▶ To do: Rewrite the lines below, putting "place a dot" wherever "set a point" appears and leaving everything else unchanged.

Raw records
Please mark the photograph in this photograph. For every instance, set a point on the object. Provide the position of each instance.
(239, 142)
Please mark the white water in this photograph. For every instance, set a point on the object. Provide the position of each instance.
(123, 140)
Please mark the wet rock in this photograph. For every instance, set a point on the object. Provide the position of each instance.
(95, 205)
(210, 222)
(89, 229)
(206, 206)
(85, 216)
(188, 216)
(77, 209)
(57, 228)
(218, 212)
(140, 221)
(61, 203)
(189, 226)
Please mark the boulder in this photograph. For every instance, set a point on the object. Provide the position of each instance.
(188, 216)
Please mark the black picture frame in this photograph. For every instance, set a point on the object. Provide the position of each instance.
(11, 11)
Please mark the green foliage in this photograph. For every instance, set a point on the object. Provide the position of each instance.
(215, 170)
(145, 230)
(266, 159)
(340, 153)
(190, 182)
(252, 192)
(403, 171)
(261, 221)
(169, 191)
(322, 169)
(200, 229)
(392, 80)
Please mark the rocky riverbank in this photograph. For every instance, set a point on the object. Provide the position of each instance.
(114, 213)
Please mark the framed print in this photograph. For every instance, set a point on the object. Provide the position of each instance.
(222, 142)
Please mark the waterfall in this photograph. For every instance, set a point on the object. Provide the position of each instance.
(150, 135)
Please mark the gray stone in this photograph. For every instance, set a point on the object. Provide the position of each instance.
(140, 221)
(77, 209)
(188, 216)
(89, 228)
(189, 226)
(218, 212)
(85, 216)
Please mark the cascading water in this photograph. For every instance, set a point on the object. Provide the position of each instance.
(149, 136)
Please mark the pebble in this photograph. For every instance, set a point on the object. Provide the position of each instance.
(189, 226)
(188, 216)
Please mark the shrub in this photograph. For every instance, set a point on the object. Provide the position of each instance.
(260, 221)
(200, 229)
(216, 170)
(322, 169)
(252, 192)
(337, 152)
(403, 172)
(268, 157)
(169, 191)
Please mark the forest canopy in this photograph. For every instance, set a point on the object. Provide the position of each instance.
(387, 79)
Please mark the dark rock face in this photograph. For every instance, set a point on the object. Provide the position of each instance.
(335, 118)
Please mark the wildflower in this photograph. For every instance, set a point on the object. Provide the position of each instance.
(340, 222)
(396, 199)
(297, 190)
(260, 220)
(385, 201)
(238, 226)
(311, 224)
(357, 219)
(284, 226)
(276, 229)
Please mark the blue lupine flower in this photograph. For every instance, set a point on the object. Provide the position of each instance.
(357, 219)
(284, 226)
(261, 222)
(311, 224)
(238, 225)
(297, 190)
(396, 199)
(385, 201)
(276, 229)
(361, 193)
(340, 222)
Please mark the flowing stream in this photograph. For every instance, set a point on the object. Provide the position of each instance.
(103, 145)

▶ The output:
Please mark the photograph in this photograph. For every instance, place a dot on the object. Provide the position of each instance.
(239, 142)
Please mark the white water in this photograph. For every instance, place a dot on the object. Provide the position of each instance.
(123, 140)
Please mark the wet rock in this photograph. For every instance, place a dot on the object. Provide the position of each instance.
(95, 205)
(210, 222)
(89, 229)
(206, 206)
(85, 216)
(188, 216)
(77, 209)
(57, 228)
(218, 212)
(140, 221)
(61, 203)
(189, 226)
Please mark the boulder in this photograph. For every instance, place a dot on the object. Provide the position of each instance.
(188, 216)
Please mark the black picture frame in this photograph. For every instance, place a dot on the object. Provide the position of each instance.
(11, 11)
Please mark the green foliage in this photograph. For every instance, place a dot on the object. Provide the position of each instance.
(215, 170)
(145, 230)
(266, 159)
(340, 153)
(190, 182)
(252, 192)
(403, 171)
(261, 221)
(169, 191)
(322, 169)
(200, 229)
(392, 80)
Please mark the rocky riverbank in this photograph. For every instance, place a dot on the object. Provide the position of each instance.
(114, 213)
Please mark the framed print in this photograph. For every instance, place a dot on the object. Provide the position of each instance.
(222, 142)
Please mark the waterfall in this photograph. For every instance, place a dot on the object. Provide the position of each instance.
(150, 135)
Please mark the gray stone in this photograph. For every instance, place a dot on the object. Provide the position of each instance.
(140, 221)
(77, 209)
(188, 216)
(89, 228)
(189, 226)
(218, 212)
(85, 216)
Please mark the cascading water in this photograph. For every instance, place a dot on the object. Provide the position of each instance.
(149, 136)
Please mark the pebble in this photograph. For every instance, place a dot on the object. Provide the position of each instance.
(189, 226)
(188, 216)
Please mark the shrub in this photograph. For every instance, place a dot on the object. Provide the position of each instance.
(260, 221)
(200, 229)
(216, 170)
(322, 169)
(252, 192)
(337, 152)
(403, 172)
(268, 157)
(169, 191)
Please mark the forest canopy in this photograph. For every instance, place a dot on the object. Provide the position of each instance.
(387, 79)
Please mark the dark rock face in this photograph. For every instance, place a dot on the object. Provide the position of each instance.
(335, 118)
Please mark the wildflower in this photograph. For every instance, place a dot on the object. Provide the position of each instance.
(340, 222)
(396, 199)
(297, 190)
(260, 220)
(385, 201)
(238, 226)
(311, 224)
(357, 219)
(284, 226)
(276, 229)
Please mark the blue lupine flower in this photograph. For every instance, place a dot on the object. Provide the position of each instance.
(357, 219)
(284, 226)
(261, 222)
(311, 224)
(238, 225)
(297, 190)
(396, 199)
(385, 201)
(276, 229)
(361, 193)
(340, 222)
Please mark the flowing stream in this photograph. For every instance, place a dot on the object. Provide the position of each instance.
(103, 145)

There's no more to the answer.